FOREWORD

There are places and moments that rekindle stories or influence the story of our lives in very important ways. I experienced one of those special moments about three years ago. Something changed in my life and, since then, it has kept me very busy and amused at the same time.

I had arranged to meet my lecture agent for a coffee in a bar on Calle de Juan Bravo, a street in Madrid. He turned up with a friend of his whom I did not know; he was Bernardo Quinn, then HR Strategy & Executive Talent Director of Telefónica.

We talked for hours over coffee and croissants. We immediately realized we had lots of things in common in our personal and professional lives. We had both been educated by the same brotherhood, the Christian Brothers, so we had grown up surrounded by rugby, the same values and Irish strictness. As for our professional careers, we both sought excellence in leadership and management, especially in these times of extreme change in most companies.

==========

Given request a ▸ Copy the rows again, swapping "pink patterned top" for "blue striped shirt" and leaving everything else as it is.

==========

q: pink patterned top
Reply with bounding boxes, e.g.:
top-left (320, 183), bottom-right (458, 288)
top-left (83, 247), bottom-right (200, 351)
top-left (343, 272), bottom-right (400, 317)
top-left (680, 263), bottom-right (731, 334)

==========

Given request b ▸
Answer these questions from the foreword:
(i) On which street in Madrid was the bar where the meeting took place?
(ii) What position did Bernardo Quinn hold at Telefónica at that time?
(iii) Which brotherhood educated both men?

Task answer a ▸
q: blue striped shirt
Reply with bounding boxes, e.g.:
top-left (320, 183), bottom-right (458, 288)
top-left (83, 247), bottom-right (200, 351)
top-left (343, 272), bottom-right (400, 317)
top-left (680, 263), bottom-right (731, 334)

Task answer b ▸
(i) Calle de Juan Bravo
(ii) HR Strategy & Executive Talent Director
(iii) The Christian Brothers